◆ Directions: Copy the lines below word for word, beginning at the line that contains "of the green" and ending with the final line of the records.
☆ ☆ ☆ ☆ ☆ ☆ ☆
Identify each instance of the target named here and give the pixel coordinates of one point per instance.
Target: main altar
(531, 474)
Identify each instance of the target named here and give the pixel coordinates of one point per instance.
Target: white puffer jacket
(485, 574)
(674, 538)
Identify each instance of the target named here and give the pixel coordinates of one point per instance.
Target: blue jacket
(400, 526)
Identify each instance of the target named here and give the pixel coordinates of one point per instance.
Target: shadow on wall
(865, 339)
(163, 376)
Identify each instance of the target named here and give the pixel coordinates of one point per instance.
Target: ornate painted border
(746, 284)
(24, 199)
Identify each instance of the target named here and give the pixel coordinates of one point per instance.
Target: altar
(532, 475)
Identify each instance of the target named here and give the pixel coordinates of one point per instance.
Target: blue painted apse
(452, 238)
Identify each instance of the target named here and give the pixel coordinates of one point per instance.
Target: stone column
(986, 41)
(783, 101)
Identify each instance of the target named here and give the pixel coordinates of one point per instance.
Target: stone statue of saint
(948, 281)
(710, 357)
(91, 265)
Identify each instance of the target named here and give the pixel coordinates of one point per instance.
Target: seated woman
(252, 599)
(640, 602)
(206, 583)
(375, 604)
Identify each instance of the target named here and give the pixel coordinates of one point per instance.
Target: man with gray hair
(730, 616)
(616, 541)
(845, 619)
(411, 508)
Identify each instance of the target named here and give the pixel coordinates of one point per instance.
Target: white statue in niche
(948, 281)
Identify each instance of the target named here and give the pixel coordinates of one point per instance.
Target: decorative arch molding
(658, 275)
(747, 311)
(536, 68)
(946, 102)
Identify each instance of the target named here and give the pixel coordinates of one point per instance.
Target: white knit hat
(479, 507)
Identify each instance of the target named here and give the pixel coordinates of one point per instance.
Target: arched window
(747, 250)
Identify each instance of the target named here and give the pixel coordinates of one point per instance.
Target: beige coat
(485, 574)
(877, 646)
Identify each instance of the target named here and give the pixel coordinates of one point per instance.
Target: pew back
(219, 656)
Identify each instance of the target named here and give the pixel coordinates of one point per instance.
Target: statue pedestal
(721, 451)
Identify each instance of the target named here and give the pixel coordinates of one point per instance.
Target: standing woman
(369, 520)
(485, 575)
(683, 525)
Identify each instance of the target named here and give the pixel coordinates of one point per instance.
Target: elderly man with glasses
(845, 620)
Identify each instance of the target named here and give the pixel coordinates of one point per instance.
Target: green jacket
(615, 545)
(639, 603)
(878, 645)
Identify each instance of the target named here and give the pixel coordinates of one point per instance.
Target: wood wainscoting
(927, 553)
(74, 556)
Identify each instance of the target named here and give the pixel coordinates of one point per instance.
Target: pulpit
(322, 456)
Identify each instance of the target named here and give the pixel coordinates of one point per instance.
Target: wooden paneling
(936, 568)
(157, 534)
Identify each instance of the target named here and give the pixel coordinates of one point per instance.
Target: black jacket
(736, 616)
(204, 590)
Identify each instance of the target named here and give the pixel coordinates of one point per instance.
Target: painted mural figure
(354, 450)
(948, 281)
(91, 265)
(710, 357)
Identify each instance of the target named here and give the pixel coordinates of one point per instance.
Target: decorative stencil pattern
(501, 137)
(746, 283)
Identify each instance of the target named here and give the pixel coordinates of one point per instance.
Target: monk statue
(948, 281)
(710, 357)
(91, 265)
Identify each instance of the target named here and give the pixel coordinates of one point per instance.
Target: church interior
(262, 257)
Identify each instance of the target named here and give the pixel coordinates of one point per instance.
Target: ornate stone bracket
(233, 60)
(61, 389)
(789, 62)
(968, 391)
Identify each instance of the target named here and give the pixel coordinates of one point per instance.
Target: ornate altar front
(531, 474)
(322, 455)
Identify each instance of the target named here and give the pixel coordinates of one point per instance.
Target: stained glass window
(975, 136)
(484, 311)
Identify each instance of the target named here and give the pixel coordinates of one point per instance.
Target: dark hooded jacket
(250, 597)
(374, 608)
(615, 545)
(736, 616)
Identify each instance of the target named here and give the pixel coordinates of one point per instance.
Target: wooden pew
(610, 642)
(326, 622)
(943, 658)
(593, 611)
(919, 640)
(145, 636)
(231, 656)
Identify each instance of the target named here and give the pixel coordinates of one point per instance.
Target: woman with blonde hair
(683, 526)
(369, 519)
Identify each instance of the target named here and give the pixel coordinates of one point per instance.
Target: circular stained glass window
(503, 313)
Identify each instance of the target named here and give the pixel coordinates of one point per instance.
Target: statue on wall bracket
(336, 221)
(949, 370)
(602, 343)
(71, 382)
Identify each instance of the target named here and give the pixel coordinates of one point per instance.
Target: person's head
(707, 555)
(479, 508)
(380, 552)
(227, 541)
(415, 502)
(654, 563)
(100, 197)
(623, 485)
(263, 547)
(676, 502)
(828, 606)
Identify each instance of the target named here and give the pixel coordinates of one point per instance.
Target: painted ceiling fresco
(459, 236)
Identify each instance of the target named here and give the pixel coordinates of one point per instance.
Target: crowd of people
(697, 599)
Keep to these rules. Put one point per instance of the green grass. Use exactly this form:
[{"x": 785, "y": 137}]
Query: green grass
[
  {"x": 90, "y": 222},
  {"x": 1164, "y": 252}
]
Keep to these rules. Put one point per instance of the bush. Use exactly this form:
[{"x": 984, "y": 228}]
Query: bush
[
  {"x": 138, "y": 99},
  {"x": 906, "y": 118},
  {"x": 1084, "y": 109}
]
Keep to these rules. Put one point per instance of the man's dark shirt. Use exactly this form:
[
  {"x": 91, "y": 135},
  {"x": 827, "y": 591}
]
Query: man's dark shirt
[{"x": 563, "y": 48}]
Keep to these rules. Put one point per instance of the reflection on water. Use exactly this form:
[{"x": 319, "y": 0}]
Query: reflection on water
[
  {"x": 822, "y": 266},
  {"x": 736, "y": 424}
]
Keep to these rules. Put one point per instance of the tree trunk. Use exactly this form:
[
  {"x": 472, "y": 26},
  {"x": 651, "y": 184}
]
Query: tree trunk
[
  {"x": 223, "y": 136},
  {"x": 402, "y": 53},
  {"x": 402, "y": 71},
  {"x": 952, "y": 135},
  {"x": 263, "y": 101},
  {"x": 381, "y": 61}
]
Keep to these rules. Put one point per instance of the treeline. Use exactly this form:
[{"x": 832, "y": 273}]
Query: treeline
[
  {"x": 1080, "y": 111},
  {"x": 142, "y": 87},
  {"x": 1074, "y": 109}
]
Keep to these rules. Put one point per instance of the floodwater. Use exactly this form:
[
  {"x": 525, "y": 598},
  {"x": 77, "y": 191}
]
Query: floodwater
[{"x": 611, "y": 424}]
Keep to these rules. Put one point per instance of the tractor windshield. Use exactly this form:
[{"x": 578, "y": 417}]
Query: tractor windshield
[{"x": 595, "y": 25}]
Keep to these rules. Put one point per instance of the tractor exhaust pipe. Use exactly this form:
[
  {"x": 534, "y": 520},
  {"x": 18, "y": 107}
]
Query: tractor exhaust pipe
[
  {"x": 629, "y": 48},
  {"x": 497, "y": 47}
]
☆ ☆ ☆ ☆ ☆ ☆ ☆
◆ Exercise output:
Keep to these rules. Put one point per instance of the green grass. Use exactly this form:
[{"x": 785, "y": 137}]
Query: green grass
[
  {"x": 90, "y": 222},
  {"x": 1164, "y": 252}
]
Keep to these rules. Put one point per instance of the bush. Use exactly this form:
[{"x": 984, "y": 228}]
Query: bush
[
  {"x": 138, "y": 99},
  {"x": 906, "y": 118},
  {"x": 1084, "y": 109}
]
Keep to these rules. Put one point per instance of the man's dark shirt. Use exactly this form:
[
  {"x": 91, "y": 135},
  {"x": 827, "y": 591}
]
Query: man's dark shirt
[{"x": 563, "y": 48}]
Keep to these rules. Put one point per instance of the reflection on water. Use exactly this form:
[{"x": 319, "y": 0}]
Query: reflection on water
[
  {"x": 822, "y": 266},
  {"x": 736, "y": 424}
]
Keep to these rules. Put one point per instance of the tree trunk. Use exactly this form:
[
  {"x": 472, "y": 26},
  {"x": 651, "y": 184}
]
Query: tree trunk
[
  {"x": 223, "y": 136},
  {"x": 402, "y": 53},
  {"x": 402, "y": 71},
  {"x": 952, "y": 135},
  {"x": 263, "y": 101},
  {"x": 381, "y": 61}
]
Keep to these rules. Put one point per instance of the treeline. Use exactly this form:
[{"x": 832, "y": 273}]
Query: treeline
[
  {"x": 1080, "y": 111},
  {"x": 142, "y": 87},
  {"x": 1074, "y": 109}
]
Keep to these rules. Put one point per instance of the floodwater. Use exactly this form:
[
  {"x": 525, "y": 598},
  {"x": 77, "y": 191}
]
Query: floodwater
[{"x": 611, "y": 424}]
Keep to these rules. Put one point per instance of the tractor windshield. Use exactly this form:
[{"x": 578, "y": 417}]
Query: tractor windshield
[{"x": 595, "y": 25}]
Keep to these rules. Put one point per instance of the tractor exhaust pipe. Use exactly this form:
[
  {"x": 534, "y": 520},
  {"x": 18, "y": 107}
]
Query: tractor exhaust pipe
[
  {"x": 629, "y": 48},
  {"x": 497, "y": 47}
]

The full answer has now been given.